## Begin

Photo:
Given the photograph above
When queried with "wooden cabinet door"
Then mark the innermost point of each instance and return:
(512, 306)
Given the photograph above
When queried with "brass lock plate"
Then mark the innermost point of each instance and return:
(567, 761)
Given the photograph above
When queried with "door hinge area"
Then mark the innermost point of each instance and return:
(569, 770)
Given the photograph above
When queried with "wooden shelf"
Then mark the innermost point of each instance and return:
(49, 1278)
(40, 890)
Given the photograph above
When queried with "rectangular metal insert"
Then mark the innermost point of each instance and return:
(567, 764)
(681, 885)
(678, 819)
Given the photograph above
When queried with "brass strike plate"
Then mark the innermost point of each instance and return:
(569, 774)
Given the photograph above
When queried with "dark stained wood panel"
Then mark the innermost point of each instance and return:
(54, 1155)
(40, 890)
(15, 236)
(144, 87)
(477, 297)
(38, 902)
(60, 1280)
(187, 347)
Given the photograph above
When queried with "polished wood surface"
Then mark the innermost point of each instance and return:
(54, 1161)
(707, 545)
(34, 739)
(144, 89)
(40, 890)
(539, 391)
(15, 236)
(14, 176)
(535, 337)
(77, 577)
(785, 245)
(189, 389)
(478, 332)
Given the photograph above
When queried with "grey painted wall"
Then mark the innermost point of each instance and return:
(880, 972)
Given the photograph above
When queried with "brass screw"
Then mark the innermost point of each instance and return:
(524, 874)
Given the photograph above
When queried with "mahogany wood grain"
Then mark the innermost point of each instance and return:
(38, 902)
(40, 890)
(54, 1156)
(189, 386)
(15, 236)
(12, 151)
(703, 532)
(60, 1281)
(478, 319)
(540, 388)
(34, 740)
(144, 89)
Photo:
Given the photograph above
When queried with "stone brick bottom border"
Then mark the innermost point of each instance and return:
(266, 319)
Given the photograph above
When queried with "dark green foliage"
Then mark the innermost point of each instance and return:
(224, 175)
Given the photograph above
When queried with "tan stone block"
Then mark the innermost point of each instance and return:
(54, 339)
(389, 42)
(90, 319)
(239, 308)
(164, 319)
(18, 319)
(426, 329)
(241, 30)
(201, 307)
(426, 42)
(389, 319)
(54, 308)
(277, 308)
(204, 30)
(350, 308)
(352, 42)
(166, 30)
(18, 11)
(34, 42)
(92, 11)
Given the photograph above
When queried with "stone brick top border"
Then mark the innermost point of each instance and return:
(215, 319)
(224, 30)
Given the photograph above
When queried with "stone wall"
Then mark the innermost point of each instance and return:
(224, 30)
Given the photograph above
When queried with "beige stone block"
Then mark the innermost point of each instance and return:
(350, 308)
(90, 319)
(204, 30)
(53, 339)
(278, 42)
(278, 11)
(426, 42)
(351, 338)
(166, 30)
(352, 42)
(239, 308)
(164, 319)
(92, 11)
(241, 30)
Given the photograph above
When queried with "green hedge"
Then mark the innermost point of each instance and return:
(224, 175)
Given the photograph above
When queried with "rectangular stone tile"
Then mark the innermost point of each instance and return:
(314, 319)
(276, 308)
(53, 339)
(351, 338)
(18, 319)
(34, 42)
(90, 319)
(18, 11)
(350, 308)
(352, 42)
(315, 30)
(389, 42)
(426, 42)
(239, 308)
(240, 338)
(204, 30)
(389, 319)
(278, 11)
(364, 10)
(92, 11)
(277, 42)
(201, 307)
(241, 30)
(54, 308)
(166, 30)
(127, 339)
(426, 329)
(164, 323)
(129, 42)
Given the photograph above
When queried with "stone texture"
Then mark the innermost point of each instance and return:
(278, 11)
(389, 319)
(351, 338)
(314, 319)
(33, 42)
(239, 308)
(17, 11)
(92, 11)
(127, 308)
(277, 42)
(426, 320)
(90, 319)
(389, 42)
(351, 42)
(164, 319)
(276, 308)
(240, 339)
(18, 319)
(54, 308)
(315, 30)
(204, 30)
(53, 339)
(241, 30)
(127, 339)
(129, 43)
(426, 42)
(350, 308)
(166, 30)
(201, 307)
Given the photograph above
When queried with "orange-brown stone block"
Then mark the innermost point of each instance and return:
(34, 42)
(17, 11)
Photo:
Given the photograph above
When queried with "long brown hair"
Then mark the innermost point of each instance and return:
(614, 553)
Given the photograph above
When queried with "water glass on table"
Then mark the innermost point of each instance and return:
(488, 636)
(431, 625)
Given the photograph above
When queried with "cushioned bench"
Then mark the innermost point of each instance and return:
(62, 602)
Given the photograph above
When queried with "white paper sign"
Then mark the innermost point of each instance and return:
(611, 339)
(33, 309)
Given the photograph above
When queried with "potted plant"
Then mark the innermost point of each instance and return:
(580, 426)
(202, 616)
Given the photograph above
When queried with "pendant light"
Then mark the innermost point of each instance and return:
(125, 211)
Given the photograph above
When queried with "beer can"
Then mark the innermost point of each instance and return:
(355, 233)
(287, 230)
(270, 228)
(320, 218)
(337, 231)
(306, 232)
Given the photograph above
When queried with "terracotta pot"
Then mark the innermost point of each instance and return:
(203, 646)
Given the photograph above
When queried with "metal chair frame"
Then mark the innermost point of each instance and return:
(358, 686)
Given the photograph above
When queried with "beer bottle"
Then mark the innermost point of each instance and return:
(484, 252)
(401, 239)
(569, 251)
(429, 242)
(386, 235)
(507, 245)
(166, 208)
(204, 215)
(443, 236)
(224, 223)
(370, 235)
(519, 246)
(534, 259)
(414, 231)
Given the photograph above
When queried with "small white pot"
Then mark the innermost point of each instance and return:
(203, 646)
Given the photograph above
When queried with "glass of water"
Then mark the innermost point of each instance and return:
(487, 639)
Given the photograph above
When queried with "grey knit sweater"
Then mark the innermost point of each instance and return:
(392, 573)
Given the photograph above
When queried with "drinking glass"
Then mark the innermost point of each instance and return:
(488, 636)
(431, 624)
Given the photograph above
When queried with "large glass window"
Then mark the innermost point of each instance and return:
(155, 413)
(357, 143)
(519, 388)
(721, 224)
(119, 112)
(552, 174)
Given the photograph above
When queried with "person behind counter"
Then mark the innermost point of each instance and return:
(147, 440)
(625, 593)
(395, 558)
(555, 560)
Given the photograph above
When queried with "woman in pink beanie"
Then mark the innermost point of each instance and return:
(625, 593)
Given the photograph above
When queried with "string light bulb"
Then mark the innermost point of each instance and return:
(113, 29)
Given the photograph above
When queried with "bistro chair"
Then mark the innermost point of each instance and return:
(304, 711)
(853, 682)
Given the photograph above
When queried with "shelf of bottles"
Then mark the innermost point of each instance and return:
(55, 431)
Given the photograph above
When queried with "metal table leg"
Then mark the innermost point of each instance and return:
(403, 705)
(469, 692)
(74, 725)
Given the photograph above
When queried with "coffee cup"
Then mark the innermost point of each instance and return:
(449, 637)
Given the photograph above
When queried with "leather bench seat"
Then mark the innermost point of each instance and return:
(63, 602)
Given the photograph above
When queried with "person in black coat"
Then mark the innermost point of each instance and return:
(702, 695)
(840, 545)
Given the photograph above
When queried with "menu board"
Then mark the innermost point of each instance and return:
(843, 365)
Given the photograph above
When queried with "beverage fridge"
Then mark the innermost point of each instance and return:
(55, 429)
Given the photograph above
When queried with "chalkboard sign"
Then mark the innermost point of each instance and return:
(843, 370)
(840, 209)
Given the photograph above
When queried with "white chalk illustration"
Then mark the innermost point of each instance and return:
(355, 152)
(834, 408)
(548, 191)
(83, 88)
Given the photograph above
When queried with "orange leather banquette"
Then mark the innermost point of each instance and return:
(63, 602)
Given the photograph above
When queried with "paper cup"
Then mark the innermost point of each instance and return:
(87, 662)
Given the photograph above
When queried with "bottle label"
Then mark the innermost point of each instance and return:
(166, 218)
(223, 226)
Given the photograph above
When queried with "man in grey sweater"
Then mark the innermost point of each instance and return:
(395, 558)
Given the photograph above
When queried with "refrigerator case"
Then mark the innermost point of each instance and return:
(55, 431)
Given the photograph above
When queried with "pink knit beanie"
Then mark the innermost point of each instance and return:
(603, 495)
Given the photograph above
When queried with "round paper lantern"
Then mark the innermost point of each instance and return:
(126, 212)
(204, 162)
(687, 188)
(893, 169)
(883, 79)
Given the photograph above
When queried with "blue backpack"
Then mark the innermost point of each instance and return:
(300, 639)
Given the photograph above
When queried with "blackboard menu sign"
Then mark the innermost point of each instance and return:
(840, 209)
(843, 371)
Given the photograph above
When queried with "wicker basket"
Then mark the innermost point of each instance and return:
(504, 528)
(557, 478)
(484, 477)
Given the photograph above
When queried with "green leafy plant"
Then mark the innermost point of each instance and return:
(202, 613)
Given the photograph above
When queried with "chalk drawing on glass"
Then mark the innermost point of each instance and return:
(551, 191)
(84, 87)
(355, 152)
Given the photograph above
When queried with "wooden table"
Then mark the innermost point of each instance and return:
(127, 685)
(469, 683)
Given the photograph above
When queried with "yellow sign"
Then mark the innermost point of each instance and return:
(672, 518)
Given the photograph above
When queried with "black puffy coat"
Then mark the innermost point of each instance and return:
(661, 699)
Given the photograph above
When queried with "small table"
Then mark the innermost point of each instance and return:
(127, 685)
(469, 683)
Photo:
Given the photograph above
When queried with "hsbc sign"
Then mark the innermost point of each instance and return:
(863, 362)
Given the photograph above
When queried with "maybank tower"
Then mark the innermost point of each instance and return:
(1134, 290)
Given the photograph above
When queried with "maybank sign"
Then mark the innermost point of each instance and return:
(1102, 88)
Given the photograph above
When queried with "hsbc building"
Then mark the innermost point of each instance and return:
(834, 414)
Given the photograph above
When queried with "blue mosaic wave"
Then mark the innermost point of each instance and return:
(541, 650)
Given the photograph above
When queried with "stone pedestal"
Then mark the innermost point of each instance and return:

## End

• **The exercise**
Pick out every line of the records that contains the string "shelf", matching case exactly, and copy each one.

• **Exercise answer**
When queried with "wooden shelf"
When queried with "shelf of bottles"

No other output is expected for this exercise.